● Exercise requirements
1) In the thread about buying a horse, why did the writer of the first post end up trading Jack instead of selling him?
2) Translate this sentence from the thread about buying a horse into Spanish: "I am now much pickier in what I buy because of this experience."
3) Summarize the thread about buying a horse in two sentences.

--- start of Page excerpt ---

I was going into my 2nd year of college for an equine degree. I have previously sold my horse and needed a new horse to take to college with me. The plan was to take one of my training horses and in the meantime I would look for a horse of my own because I could always switch horses during the school year. 2 weeks before I went back to college, the training horse came up lame and couldn't be ridden, so I had only 14 days to find a horse to ride for class. I am a dressage rider and wanted something to fit the discipline. I found an important Irish Sport/TB gelding and seemed to fit what I was looking for. He was absolutely georgeous and I was so excited that I missed a few red flags that were very obvious. The horse had been in full training for several months and was easy enough to handle on the ground, but when it came to riding, he never wanted to move forward into a nice working trot. He was a bit sluggish and he did at times pin his ears. Never more than that, but it was still a sign of his personality. Fast forward...bought the horse, took him to college. "Jack" was very protective of his stall. He was fine if you just went in, but did not like people sticking their fingers in; in fact he would try to bite if they did. Jack was decent enough to ride in the beginner, but as school progressed he got grouchier and grouchier. I believe he did have some mild arthritis, but nothing so terrible to make him that crabby. He was the kind of horse who hated to work and the more you made him, the more reluctant he became. I tried whips and he crow hopped all the time, I tried spurs and he kicked at the spurs. Maybe their was some deeper issue that I was not seeing, but this horse was only 6 years old at the time. I owned this horse for over 3 years and it was all a constant fight. I finally ended up trading him for a different horse because nobody wanted to buy him because of his attitude. He was a sweetheart on the ground and he was great in the saddle if you just gave him a long loopy rein, but the minute you collected the rein, all forward motion was lost. 

I guess what I am trying to get at is that I loved this horse no matter how much of a brat he was, but he was no fun to ride because he was such a stinker. I am now much pickier in what I buy because of this experience. Sluggish horses are trainable, but that is no guarantee it won't always be a constant struggle. If I were you, after being out of the saddle for 25+ years, I recommend purchasing an older trained horse. A lesson horse is fine, but don't get back into horses by taking on a training project the first time. You need to just ride and have fun for a few years and then maybe look into a small training project. I am only saying this because not riding for 25 years is a long time and for now you should just focus on having fun and rebuilding your skills.


----------



## Julirs (May 18, 2011)

Thank you for the story and I agree with you on every point. We kept him for 2 weeks to evaluate his stubborness. It seems that is was only a matter of him settling in, because as of last night he is a different horse-I only had to ask him to trot and barely had to kick him. My trainer rode him on Monday and he was excellent, and I rode him last night and it was like night and day. He is a sweet and loving horse that I feel safe on and he will certainly help me rebuild my skills. I am having the time of my life!


----------



## lovemarcy (Jun 5, 2011)

so excited for you! i'm glad you like him and I hope he work out well for you in the future!


----------



## Allison Finch (Oct 21, 2009)

OK, now you MUST provide us with a victory video!!!


----------

--- end of Page excerpt ---
--- start of Record excerpts ---

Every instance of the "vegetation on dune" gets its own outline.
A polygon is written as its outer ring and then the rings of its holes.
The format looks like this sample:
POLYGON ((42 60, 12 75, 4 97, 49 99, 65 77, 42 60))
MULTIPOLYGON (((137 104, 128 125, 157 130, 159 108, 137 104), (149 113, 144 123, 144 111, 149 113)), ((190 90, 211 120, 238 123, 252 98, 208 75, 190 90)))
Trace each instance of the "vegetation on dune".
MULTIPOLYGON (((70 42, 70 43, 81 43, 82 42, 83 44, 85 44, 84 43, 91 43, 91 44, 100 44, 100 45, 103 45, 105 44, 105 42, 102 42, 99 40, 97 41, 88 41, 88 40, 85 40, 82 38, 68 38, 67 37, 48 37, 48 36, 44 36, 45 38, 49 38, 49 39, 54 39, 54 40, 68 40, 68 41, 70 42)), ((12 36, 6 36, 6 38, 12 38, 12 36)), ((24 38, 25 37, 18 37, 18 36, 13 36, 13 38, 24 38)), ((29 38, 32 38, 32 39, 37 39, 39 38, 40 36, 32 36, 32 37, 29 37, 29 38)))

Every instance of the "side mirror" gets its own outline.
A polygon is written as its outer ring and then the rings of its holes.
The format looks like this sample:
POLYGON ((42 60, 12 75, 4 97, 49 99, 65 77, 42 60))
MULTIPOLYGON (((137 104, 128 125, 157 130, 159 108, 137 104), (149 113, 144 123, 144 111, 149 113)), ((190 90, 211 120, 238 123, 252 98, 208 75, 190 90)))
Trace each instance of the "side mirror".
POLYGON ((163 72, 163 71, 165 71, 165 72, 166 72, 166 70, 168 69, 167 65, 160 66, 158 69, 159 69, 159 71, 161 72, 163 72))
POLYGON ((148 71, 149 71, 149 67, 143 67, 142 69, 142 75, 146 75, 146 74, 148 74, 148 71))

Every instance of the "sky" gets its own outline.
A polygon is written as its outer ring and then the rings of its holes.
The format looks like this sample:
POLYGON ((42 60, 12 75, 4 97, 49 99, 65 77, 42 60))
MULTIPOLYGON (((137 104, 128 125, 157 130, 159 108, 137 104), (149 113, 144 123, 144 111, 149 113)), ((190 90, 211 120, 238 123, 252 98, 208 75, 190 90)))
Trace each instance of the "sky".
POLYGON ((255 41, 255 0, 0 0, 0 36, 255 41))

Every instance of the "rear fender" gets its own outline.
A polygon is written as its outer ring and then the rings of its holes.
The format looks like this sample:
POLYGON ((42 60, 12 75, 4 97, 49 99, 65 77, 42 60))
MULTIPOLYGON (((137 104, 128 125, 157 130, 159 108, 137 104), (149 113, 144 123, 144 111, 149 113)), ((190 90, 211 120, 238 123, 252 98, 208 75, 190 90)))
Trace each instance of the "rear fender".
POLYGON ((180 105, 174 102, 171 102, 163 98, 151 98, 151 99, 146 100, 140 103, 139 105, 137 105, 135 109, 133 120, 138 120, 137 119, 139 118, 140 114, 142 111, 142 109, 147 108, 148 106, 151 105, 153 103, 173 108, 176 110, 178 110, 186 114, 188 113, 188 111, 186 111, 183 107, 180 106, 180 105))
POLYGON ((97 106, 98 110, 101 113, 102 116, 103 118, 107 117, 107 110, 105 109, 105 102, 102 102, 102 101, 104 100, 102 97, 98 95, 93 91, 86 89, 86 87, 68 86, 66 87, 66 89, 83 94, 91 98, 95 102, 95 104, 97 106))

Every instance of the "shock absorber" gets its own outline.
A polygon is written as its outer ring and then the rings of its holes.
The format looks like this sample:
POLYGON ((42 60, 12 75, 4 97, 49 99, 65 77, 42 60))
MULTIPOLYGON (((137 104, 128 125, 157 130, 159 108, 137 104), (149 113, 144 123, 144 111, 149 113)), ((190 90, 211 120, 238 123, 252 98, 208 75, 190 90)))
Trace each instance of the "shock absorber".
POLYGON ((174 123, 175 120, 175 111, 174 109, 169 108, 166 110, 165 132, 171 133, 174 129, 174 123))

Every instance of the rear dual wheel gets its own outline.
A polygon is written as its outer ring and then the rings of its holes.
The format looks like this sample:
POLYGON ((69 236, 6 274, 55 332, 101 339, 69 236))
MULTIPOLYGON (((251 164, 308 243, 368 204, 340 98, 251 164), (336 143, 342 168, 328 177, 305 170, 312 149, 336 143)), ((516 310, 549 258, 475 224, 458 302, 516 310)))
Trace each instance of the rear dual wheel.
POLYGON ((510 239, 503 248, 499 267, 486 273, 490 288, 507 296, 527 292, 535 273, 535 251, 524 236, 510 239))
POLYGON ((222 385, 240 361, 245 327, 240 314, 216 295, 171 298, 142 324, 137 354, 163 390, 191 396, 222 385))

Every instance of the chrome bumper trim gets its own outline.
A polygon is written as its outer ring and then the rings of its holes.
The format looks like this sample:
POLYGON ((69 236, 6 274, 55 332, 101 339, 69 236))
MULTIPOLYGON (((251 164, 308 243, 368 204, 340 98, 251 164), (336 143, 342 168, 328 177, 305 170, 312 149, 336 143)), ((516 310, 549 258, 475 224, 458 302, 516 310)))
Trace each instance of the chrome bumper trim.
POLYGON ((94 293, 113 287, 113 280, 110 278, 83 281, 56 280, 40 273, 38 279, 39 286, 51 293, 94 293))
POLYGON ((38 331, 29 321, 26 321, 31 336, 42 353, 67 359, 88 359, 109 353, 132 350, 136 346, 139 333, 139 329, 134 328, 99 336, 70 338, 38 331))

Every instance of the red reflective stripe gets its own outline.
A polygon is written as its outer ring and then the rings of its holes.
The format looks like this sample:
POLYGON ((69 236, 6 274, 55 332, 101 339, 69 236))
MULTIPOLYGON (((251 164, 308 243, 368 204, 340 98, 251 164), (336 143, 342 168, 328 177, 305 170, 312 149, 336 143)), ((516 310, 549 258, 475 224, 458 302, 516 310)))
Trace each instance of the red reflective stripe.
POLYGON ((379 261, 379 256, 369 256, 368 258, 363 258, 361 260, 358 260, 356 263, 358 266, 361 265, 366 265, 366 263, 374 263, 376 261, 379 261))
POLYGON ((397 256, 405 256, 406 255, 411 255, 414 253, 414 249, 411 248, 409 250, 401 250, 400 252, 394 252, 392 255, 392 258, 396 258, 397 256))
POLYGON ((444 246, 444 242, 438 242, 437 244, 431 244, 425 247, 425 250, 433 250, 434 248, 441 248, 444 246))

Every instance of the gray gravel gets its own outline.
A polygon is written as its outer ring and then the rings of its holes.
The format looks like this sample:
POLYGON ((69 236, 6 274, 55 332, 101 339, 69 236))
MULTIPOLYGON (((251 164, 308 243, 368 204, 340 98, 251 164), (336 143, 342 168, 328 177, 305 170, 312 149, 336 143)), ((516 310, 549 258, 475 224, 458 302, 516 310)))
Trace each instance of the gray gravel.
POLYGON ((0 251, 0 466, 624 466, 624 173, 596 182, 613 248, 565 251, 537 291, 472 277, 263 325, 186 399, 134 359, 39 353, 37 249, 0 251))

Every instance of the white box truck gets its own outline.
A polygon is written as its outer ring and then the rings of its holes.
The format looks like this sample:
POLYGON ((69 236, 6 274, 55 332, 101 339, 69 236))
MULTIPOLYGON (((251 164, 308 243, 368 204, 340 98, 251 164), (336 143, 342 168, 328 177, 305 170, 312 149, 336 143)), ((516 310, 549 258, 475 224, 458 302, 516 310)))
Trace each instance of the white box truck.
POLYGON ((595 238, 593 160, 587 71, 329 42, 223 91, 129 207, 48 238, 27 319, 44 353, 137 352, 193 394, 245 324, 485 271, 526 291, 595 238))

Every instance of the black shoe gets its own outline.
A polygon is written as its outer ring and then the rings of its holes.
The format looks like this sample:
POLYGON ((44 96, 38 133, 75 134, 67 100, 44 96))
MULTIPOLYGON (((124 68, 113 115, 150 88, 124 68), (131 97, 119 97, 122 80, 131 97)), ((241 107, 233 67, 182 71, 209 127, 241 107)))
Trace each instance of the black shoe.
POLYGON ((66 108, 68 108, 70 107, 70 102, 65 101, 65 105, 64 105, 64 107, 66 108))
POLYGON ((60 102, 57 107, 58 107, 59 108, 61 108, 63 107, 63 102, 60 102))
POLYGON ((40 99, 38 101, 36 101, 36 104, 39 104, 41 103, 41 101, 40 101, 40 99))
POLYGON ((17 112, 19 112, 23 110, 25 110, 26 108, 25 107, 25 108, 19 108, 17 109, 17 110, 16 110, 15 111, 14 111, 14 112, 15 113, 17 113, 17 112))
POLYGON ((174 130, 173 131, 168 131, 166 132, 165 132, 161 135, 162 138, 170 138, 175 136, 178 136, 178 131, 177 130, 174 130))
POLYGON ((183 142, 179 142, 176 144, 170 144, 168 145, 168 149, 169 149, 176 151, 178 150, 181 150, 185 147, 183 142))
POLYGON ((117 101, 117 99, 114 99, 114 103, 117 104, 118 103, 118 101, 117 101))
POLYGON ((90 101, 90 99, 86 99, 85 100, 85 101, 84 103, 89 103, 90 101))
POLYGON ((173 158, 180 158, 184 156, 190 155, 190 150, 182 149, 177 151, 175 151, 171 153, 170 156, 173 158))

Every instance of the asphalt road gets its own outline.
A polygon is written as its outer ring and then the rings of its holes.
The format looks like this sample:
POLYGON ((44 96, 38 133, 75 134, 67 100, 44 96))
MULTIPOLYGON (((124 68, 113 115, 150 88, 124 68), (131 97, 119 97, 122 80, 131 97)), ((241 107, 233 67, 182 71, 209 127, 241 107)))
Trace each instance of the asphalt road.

--- end of Record excerpts ---

● Answers to the exercise
1) Nobody wanted to buy Jack because of his attitude.

2) Ahora soy mucho más exigente con lo que compro debido a esta experiencia.

3) A dressage rider describes buying a sluggish, grouchy gelding in a hurry and fighting with him for over three years. Based on that experience, the rider advises someone who has been out of the saddle for 25+ years to buy an older trained horse rather than a training project, and a reply reports that the new horse settled in after two weeks and now trots with little urging.